→ EXCERPT PROVIDED
● ● ●
‘Cautiously optimistic’ Hong Kong firms banking on festive season

The outlook for exports and imports by air continues to be clouded by the ongoing US-China tensions, but sentiment has recovered to pre-coronavirus pandemic levels, according to a quarterly survey of Hong Kong businesses by logistics company DHL Express Hong Kong.

The outlook for exports and imports by air continues to be clouded by the ongoing US-China tensions, but sentiment has recovered to pre-coronavirus pandemic levels, according to a quarterly survey of Hong Kong businesses by logistics company DHL Express Hong Kong.

The company’s Air Trade index, which measures Hong Kong-based companies’ outlook on exports and imports by air, touched 31.2 in the fourth quarter of this year, its highest level since the third quarter of 2019. A reading below 50, however, represents a negative outlook.

The survey’s findings come at a tough time for the city – its economy has been battered by the coronavirus pandemic, and anti-government protests before that. Its gross domestic product is expected to shrink by 6 to 8 per cent this year, marking its first back-to-back annual contractions since record-keeping began in 1961. Unemployment too has risen, surging to about a 16-year high of 6.4 per cent for the three months through September, according to government data released on Tuesday.

Companies in the city were, however, “cautiously optimistic” about the year-end festive season, according to a report on the survey commissioned by DHL and compiled by the Hong Kong Productivity Council. The companies have been able to turn to e-commerce to maintain their business operations, a move that has gradually improved their income from exports and imports by air, Edmond Lai, the council’s chief digital officer, said in the report.

“It is anticipated that the festive season in the fourth quarter may drive growth in import and export trade, so that the overall index can return to pre-epidemic levels,” he said. “However, the US-China trade frictions are still one of the factors that affect the industry’s sentiment. Also, the epidemic is accelerating changes in global trade and consumption patterns, with local enterprises tackling these challenges with digital transformation,” Lai added.

More than 600 Hong Kong-based companies with exports and imports by air were surveyed for the report. Around 59 per cent of the Hong Kong companies surveyed expected a negative impact on their exports and imports in the fourth quarter of this year as the US-China trade tensions continue to intensify.

Meanwhile, 55 per cent of the companies surveyed said they had recorded a loss in the third quarter, and of these 65 per cent said the deficit had widened compared with the second quarter.
● ● ●
→ AVAILABLE DATA
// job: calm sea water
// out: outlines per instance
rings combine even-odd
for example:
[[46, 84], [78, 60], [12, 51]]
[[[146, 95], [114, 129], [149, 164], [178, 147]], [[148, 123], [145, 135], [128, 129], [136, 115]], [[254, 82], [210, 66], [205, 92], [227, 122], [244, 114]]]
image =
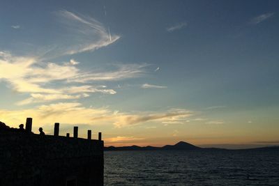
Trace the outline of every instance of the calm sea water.
[[105, 185], [279, 185], [279, 152], [105, 151]]

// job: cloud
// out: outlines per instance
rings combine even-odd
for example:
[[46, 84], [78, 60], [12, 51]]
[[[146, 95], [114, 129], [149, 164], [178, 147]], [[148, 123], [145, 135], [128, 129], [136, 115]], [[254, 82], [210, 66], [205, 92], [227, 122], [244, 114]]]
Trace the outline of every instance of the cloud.
[[144, 84], [143, 85], [142, 85], [142, 88], [167, 88], [167, 86]]
[[12, 27], [13, 29], [20, 29], [20, 25], [12, 25], [12, 26], [10, 26], [10, 27]]
[[74, 59], [63, 64], [41, 63], [38, 57], [15, 56], [8, 52], [0, 52], [0, 81], [9, 83], [17, 92], [30, 94], [31, 98], [17, 102], [17, 104], [22, 105], [79, 99], [88, 96], [88, 93], [115, 94], [114, 90], [103, 85], [75, 84], [140, 77], [144, 74], [144, 68], [148, 65], [115, 65], [115, 70], [110, 72], [93, 72], [81, 70], [76, 66], [78, 63]]
[[144, 139], [143, 138], [136, 138], [134, 137], [116, 137], [112, 138], [105, 139], [105, 142], [112, 144], [113, 142], [124, 142], [124, 141], [137, 141], [137, 140], [142, 140]]
[[250, 23], [253, 24], [257, 24], [260, 22], [262, 22], [266, 20], [267, 19], [271, 17], [273, 15], [274, 15], [274, 13], [268, 13], [259, 15], [259, 16], [253, 17], [250, 20]]
[[279, 140], [278, 141], [255, 141], [257, 144], [279, 144]]
[[49, 52], [52, 54], [54, 52], [56, 56], [93, 52], [120, 38], [119, 36], [111, 34], [110, 30], [107, 30], [102, 23], [91, 17], [66, 10], [58, 11], [56, 15], [61, 24], [66, 25], [67, 29], [63, 40], [60, 42], [68, 42], [68, 45], [55, 47]]
[[76, 65], [78, 64], [80, 64], [80, 62], [75, 61], [73, 59], [70, 59], [69, 62], [64, 63], [64, 65]]
[[31, 93], [31, 98], [18, 102], [17, 104], [24, 105], [33, 102], [44, 102], [59, 100], [76, 100], [81, 98], [89, 97], [89, 95], [86, 93], [78, 95]]
[[169, 27], [167, 28], [166, 29], [167, 29], [167, 31], [168, 31], [168, 32], [172, 32], [174, 31], [181, 29], [182, 28], [183, 28], [186, 26], [187, 26], [187, 23], [181, 22], [181, 23], [177, 24], [176, 25], [169, 26]]
[[212, 106], [212, 107], [206, 108], [206, 109], [211, 110], [211, 109], [224, 109], [224, 108], [227, 108], [227, 107], [226, 106]]
[[148, 64], [125, 64], [114, 65], [117, 70], [103, 72], [83, 73], [73, 78], [75, 82], [86, 82], [90, 81], [116, 81], [127, 78], [142, 77], [144, 73], [144, 68]]
[[223, 121], [211, 121], [206, 123], [206, 124], [215, 124], [215, 125], [220, 125], [224, 123], [225, 122]]
[[66, 124], [114, 125], [116, 127], [138, 125], [145, 122], [162, 123], [186, 118], [191, 113], [184, 109], [171, 109], [164, 112], [144, 112], [130, 114], [115, 111], [107, 108], [84, 107], [79, 102], [59, 102], [43, 104], [28, 109], [0, 109], [0, 118], [3, 122], [17, 126], [27, 117], [32, 117], [35, 125], [60, 122]]
[[189, 111], [181, 109], [172, 109], [163, 113], [147, 114], [143, 113], [137, 115], [124, 114], [119, 116], [118, 121], [114, 124], [116, 127], [121, 127], [148, 121], [157, 121], [161, 123], [166, 123], [169, 121], [181, 122], [190, 116], [192, 116], [192, 113]]

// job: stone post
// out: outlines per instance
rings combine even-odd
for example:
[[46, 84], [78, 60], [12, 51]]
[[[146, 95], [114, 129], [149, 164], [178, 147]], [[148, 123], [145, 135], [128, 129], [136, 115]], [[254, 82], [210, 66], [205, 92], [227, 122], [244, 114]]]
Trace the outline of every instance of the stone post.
● ● ●
→ EXERCISE GOAL
Transcribe the passage of the article on Hong Kong firms' trade outlook that begins at the words "The company’s Air" and stops after "released on Tuesday.". The rows are separate material, unconnected to the article.

→ ANSWER TO THE PROBLEM
The company’s Air Trade index, which measures Hong Kong-based companies’ outlook on exports and imports by air, touched 31.2 in the fourth quarter of this year, its highest level since the third quarter of 2019. A reading below 50, however, represents a negative outlook.

The survey’s findings come at a tough time for the city – its economy has been battered by the coronavirus pandemic, and anti-government protests before that. Its gross domestic product is expected to shrink by 6 to 8 per cent this year, marking its first back-to-back annual contractions since record-keeping began in 1961. Unemployment too has risen, surging to about a 16-year high of 6.4 per cent for the three months through September, according to government data released on Tuesday.